**Request 1**: Please count the lines in the entries below that contain the string "concrete", matching case exactly, and reply with the number alone.

Friday, August 14, 2009


Sonia Johnson was the best Presidential candidate we've had so far (at least in my enfranchised years)...and, in 1984, she couldn't vote for herself. As a fellow Virginia resident, I couldn't vote for her, either, as she was the candidate of the Citizen's Party (and, in Pennsylvania, the Consumer Party)...Virginians in 1984 faced the dispiriting choice of Walter Mondale, Ronald Reagan and Lyndon LaRouche. I voted, grudgingly, for Mondale, but had been genuinely enthusiastic about Johnson, whose platform was at least as good as any of her Green successors...and this book, subtitled "The Metaphysics of Liberation," is largely though obviously not exclusively the account of her campaign, as well as the followup to her earlier political memoir, From Housewife to Heretic. Her intellectual and emotional journey would take her to even more controversial conclusions (such as suggesting that any sort of permanent romantic relation, even one between Enlightened lesbians, requires a sort of self-suppression at best, which Emma Goldman's generation of free love advocates had known and could describe articulately a century before). But at the time of publication of this book, she hadn't yet withdrawn from most of society, nor was she quite done with men (when I met her, after the publication of her next book, she suggested she couldn't understand why a man would like any of her work).

**Request 2**: Carry on the piece about Sonia Johnson's 1984 presidential campaign from its final sentence above.

**Entries shown**:

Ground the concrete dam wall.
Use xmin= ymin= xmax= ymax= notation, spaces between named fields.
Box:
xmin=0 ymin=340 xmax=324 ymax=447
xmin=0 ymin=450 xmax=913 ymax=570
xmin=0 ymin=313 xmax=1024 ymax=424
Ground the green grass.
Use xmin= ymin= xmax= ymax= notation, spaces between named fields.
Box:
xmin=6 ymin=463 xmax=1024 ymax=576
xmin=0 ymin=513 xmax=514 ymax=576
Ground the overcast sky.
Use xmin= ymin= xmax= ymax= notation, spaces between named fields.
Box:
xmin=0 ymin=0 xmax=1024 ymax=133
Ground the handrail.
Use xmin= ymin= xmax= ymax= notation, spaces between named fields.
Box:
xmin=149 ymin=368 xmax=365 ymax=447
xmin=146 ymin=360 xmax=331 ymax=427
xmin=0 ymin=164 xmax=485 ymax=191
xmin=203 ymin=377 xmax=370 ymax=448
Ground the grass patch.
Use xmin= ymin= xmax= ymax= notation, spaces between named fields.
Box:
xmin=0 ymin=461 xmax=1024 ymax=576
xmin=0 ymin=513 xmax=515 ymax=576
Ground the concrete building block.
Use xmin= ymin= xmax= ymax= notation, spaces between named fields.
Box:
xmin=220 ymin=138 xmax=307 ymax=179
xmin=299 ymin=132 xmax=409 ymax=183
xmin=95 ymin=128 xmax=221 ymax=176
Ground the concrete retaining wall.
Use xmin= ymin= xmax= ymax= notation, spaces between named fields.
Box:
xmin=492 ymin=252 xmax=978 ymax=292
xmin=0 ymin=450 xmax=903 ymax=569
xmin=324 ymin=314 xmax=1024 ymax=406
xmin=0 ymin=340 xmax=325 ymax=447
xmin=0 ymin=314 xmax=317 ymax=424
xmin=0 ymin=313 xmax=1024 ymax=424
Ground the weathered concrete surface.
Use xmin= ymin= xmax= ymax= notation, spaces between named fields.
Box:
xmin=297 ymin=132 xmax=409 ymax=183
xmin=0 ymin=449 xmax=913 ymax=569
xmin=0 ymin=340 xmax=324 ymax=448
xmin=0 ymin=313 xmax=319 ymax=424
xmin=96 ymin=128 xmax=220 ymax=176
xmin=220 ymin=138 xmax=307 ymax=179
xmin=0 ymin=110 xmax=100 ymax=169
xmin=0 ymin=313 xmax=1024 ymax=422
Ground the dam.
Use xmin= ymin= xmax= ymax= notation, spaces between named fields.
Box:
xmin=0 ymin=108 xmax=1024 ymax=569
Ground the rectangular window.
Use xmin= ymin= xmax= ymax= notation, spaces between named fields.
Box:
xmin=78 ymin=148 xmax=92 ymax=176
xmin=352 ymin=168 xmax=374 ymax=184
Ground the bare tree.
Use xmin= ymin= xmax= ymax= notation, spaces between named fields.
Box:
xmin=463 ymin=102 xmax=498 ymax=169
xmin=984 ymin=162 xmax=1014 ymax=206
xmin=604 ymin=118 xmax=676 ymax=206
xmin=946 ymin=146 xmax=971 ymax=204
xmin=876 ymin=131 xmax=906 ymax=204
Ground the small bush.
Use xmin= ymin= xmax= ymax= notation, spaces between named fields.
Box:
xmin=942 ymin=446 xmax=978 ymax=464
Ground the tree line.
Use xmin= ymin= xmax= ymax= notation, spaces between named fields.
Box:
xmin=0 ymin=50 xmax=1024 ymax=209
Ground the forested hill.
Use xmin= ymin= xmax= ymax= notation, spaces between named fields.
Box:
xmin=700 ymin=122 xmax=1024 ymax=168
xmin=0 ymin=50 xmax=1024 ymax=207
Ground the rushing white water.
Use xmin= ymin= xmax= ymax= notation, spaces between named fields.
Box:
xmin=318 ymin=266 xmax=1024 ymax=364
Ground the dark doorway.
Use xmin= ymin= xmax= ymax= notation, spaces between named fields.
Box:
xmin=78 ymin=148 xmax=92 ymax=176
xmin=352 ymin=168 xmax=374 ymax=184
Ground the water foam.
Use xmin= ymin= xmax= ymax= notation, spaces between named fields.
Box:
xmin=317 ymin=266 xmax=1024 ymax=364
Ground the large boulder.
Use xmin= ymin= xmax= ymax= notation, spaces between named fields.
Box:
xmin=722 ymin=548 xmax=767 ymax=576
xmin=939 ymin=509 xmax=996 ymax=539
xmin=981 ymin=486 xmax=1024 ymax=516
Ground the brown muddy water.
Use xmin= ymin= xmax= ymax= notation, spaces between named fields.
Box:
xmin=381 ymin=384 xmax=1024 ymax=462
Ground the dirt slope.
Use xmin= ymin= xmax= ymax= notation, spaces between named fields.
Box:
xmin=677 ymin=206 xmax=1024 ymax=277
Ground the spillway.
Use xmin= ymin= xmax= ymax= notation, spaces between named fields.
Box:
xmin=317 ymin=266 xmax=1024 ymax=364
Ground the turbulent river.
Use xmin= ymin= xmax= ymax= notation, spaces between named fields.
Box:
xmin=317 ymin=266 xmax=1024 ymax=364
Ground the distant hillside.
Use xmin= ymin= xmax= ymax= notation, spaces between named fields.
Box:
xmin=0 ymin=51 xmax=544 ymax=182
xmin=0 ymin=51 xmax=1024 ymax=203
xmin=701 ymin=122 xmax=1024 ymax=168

**Written response 1**: 4

**Written response 2**:
Joanna Russ has had a somewhat more nuanced vision of relations between people, even if at first some have had difficulty picking up on that nuance. This slim, very funny and very deft volume includes her coming-out memoir, an early essay on Kirk/Spock (or "slash") porn--that subgenre of fan fiction mostly written for (mostly straight) women by women, yet involves (in the early form, at least) homosexual encounters between the Star Trek characters. And there are Russ's clear-eyed assessments of the feminist movement around her...this is as good as any of her other usually excellent books.

Pity they're both out of print, and have been for years.

For more books, pleas see Patti Abbott's blog. Always worth a look.


C. Margery Kempe said...

I quoted quite a lot from Russ' essay on pornography and the liberating venue that slash fiction offers in my own essay on Moore and Gebbie's Lost Girls. As in her fiction, she's freewheeling and thoughtful, playful but entirely serious in purpose. Magic Mommas really deserves resurrection for a new generation.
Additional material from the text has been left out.